Record extracts →

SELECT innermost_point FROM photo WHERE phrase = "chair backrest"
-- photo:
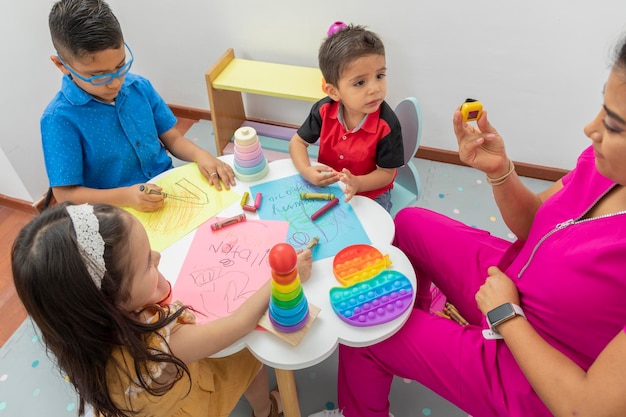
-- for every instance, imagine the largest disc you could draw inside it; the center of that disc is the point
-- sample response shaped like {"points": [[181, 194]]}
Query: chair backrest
{"points": [[408, 186], [410, 115]]}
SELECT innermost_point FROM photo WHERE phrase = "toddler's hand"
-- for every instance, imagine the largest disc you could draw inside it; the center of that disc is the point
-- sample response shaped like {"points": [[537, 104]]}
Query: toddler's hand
{"points": [[216, 171], [351, 182]]}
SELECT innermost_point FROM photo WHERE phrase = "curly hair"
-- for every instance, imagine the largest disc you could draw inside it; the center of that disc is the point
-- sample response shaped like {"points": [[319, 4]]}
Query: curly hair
{"points": [[343, 47]]}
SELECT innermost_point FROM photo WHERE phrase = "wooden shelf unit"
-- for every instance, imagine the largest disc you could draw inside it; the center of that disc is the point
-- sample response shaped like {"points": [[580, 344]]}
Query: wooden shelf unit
{"points": [[229, 77]]}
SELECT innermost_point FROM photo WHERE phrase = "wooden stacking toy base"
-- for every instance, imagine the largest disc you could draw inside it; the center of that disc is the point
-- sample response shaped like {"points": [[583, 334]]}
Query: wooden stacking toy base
{"points": [[292, 338], [250, 164]]}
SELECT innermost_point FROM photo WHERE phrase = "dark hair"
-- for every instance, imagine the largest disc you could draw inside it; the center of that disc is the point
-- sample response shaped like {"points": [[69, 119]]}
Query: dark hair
{"points": [[343, 47], [80, 324], [83, 27]]}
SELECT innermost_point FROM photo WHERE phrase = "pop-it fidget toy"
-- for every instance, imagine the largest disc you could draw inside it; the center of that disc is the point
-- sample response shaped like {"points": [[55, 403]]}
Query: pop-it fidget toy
{"points": [[356, 263], [374, 301]]}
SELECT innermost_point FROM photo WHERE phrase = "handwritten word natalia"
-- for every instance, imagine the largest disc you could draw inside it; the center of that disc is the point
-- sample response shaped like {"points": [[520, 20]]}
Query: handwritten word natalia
{"points": [[237, 253]]}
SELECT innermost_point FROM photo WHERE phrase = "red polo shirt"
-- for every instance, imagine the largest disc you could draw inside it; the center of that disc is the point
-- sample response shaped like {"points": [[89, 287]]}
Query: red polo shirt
{"points": [[375, 142]]}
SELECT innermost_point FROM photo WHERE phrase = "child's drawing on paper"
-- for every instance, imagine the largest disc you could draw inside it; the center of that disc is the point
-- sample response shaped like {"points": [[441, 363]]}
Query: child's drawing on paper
{"points": [[224, 267], [336, 229], [189, 202]]}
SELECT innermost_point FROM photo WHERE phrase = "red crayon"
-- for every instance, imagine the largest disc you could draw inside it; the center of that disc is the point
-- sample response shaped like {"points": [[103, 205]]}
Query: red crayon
{"points": [[227, 222], [325, 208]]}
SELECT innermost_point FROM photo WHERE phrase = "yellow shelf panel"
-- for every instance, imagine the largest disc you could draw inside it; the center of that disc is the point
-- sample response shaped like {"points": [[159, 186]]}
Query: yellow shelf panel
{"points": [[271, 79]]}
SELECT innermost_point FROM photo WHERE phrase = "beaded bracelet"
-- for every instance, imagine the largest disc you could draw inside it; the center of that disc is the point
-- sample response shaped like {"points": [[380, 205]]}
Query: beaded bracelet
{"points": [[502, 179]]}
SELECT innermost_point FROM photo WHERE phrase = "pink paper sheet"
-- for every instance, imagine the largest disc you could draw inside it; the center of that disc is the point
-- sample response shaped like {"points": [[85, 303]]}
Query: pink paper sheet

Exercise requirements → Return every line of the listing above that contains "pink".

Solution →
SELECT innermost_point FROM photo WHERE phrase = "pink paper sheet"
Query: pink paper sheet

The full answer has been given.